-- Selected extract follows --

Randomized controlled trials (RCTs) may be considered the gold standard for generating clinical evidence, but there is growing interest in using real-world evidence (RWE). However, only a small portion of clinical trials could be replicated in the real world, according to a new study published in JAMA Network Open.

The challenge with RCTs is that many people get left out and these trials often have string inclusion criteria, explained Andrew Norden, MD, MPH, MBA, chief medical officer of COTA Healthcare in an interview with The American Journal of Managed Care®’s Evidence-Based Oncology™ (EBO).

In the JAMA Network Open study, the authors examined 220 US-based trials published in the 7 highest-impact journals (New England Journal of Medicine, Lancet, JAMA, The BMJ, Annals of Internal Medicine, JAMA Internal Medicine, and PLoS Medicine) with the goal of identifying which trials could possibly be replicated using administrative claims or data from electronic health records (EHRs).

While RWE better reflects patient demographics, comorbidities, adherence, and use of concurrent treatment in actual clinical environments, “enthusiasm for using retrospective RWE to complement the evidence generated by RCTs may still need to be tempered by feasibility concerns because it is unclear whether it is reasonable to expect that observational data can be used to address the same clinical questions being answered by traditional clinical trials,” the authors explained.

-- Selected extract concluded --
-- Provided records follows --

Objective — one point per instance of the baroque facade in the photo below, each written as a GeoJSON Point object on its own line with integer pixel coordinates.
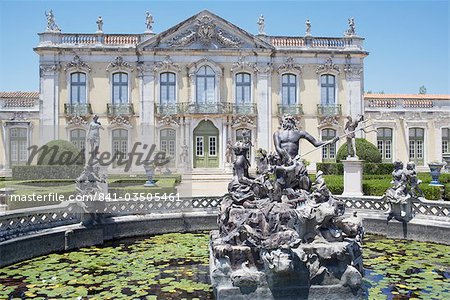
{"type": "Point", "coordinates": [194, 88]}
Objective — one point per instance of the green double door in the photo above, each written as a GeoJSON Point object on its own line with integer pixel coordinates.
{"type": "Point", "coordinates": [206, 145]}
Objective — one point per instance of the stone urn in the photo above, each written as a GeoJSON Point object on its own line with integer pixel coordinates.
{"type": "Point", "coordinates": [435, 172]}
{"type": "Point", "coordinates": [150, 172]}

-- Provided records concluded --

Work order 1 — According to the article on real-world evidence, how many US-based trials did the authors of the JAMA Network Open study examine?
Work order 2 — Resume the article on real-world evidence, picking up after its final paragraph.

Reply 1 — 220

Reply 2 —
Nearly all (92.7%) trials were randomized, and of those 55.4% were double-blind, 14.7% were single-blind, and 29.9% were open-label trials. Two-thirds (66.8%) of the studies tested pharmaceutical interventions, 15.5% tested education, procedural, or behavioral interventions, 9.1% tested clinical or surgical procedures, 6.4% tested medical devices, and 2.3% tested other interventions.

Importantly, only 39.1% of the trials had an intervention that could be established from observational data. The most common interventions that could not be ascertained from EHR data or claims were new drugs that were not yet approved by the FDA (34.1% of trials) and educational, behavioral, or procedural interventions (14.1% of trials).

For the 86 trials for which the intervention could be ascertained, 39 were for drugs with FDA-approval but that were being studied for a new population or indication, 32 trials were comparative effectiveness studies, and 15 were studying postapproval safety or efficacy.

According to the authors, the findings reinforce that caution is needed before thinking that RWE could replace RCTs. They note that observational studies are not useful when examining the safety and efficacy of a product that is not widely used in clinical practice and that many of the trials could not be replicated because the data would be unlikely to appear in a structured form in the EHR.

In his interview with EBO, Norden noted that COTA is not trying to eliminate RCTs. Instead, he views RWE as a way to extend the findings of the RCT and offer additional insight into how drugs work for populations who might not normally be included in RCTs.

The authors of the JAMA Network Open concluded that while there is potential to use real-world data, it is currently hindered by the ability to replicate design elements from clinical trials.

“Further development of observational methods and data systems may help realize the potential of RWE and may, in turn, translate into more generalizable medical research and more rapid evaluation of medical products,” they wrote.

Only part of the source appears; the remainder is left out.